TASK DETAILS: Could you transcribe each entry below exactly, minus the images?

THE INPUT:
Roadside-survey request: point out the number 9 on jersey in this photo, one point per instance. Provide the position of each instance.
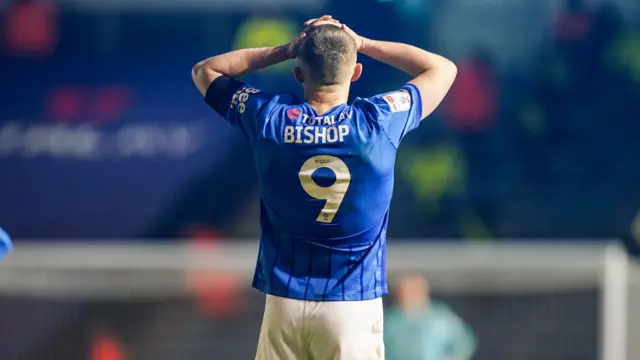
(333, 194)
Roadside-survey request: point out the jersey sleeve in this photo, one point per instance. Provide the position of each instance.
(241, 104)
(397, 112)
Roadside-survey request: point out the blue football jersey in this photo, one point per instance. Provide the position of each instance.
(326, 182)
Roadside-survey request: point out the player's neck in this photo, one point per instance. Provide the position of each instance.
(324, 98)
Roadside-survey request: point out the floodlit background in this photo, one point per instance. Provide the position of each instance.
(531, 168)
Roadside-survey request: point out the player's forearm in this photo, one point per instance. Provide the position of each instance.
(408, 58)
(240, 62)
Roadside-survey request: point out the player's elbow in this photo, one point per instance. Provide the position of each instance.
(196, 71)
(448, 70)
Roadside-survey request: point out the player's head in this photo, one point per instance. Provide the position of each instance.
(328, 56)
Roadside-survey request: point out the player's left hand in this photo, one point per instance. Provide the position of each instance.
(294, 45)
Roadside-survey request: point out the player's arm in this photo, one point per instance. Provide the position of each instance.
(237, 63)
(432, 74)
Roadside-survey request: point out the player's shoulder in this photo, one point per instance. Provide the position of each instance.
(389, 103)
(280, 101)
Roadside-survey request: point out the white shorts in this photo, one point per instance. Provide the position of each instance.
(313, 330)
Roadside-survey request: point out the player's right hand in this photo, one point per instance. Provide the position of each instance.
(328, 19)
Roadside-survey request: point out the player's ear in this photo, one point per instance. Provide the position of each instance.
(298, 74)
(357, 72)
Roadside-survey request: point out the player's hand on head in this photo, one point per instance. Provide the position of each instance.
(294, 44)
(328, 19)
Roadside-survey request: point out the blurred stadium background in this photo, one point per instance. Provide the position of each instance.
(530, 168)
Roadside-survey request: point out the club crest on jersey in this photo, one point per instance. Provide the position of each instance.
(293, 113)
(398, 101)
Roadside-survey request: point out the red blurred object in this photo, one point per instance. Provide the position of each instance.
(64, 104)
(31, 28)
(111, 103)
(218, 294)
(473, 99)
(88, 105)
(106, 347)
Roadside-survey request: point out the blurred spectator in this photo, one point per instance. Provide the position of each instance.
(105, 346)
(473, 99)
(32, 28)
(574, 21)
(420, 328)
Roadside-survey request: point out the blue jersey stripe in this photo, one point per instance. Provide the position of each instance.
(361, 279)
(274, 264)
(310, 263)
(329, 274)
(375, 274)
(293, 266)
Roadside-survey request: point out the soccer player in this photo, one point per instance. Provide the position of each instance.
(325, 169)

ANSWER BOX:
Roadside-survey request: point out the number 9 on jersey in this photo, one point per instance. Provide the position of each instance.
(333, 194)
Roadside-survey request: point out the jersey sleeve in this photo, one point per instance. Provide the position of each instance.
(241, 104)
(397, 112)
Roadside-survey request: point out the blue football jersey in this photo, one point per instance. Provide the position of each instance.
(326, 182)
Roadside-survey request: point out the player's neck in this photo, one point per instance. Provide the position of each instance.
(324, 98)
Roadside-survey request: point out the floodlit background in this photo, one point per instance. Provide the position of each instance.
(531, 168)
Roadside-survey request: point out the player's forearm in this photo, one point per instance. Provide the position of each instance.
(408, 58)
(240, 62)
Roadside-survey request: point out the player's elbow in this photo, one point per instance. Provide the position of each instance.
(196, 71)
(448, 70)
Roadside-survey request: point out the player's head in this photo, one point per instance. Provide the position of each instance.
(328, 56)
Roadside-survey request: point out the player's left hand in this photo, one point per instance. Provide the position of each instance.
(294, 45)
Roadside-survey request: point out the player's arm in this photo, one point per instance. Provide the position of each instance.
(237, 63)
(432, 74)
Roadside-survey request: point out the player's shoulder in this photo, one point per instance. Provide the position of each instance.
(389, 103)
(280, 101)
Roadside-survey request: point out the white shorts in this photo, one point per instance. Provide the position of each instance.
(313, 330)
Roadside-survey request: point out the player's right hand in this photo, one point per instance. Provide the position of each instance.
(328, 19)
Roadside-survey request: point out the player's ear in this photo, one point per instance. Provide the position of each instance.
(298, 74)
(357, 72)
Roadside-survey request: point out the player's hand on head in this photo, one point per instance. Provide the position of each instance.
(294, 44)
(328, 19)
Roadside-survey request: point out the blurred stadium background in this photo, one point per instance. Provide the position of each instance.
(530, 168)
Roadside-survey request: point out the club crest on jersey in this photo, one point per instance. Provide the position of each instance.
(293, 113)
(398, 101)
Roadside-survey request: point out the red blurred object in this photo, one point per instance. Provide the position of each instance.
(64, 104)
(31, 28)
(111, 103)
(218, 294)
(473, 99)
(88, 105)
(106, 347)
Roadside-survey request: point out the blurred spectator in this photo, one point per instance. Provide the position of each instance.
(105, 346)
(473, 99)
(32, 28)
(574, 21)
(420, 328)
Roadside-survey request: point out the blue jersey stripe in this photo, one point per instance. Provide the position of each instance.
(361, 279)
(274, 264)
(310, 263)
(329, 274)
(375, 274)
(293, 266)
Roadside-survey request: point out the soccer player in this photo, one point per instance. Provide the position of each instance.
(325, 169)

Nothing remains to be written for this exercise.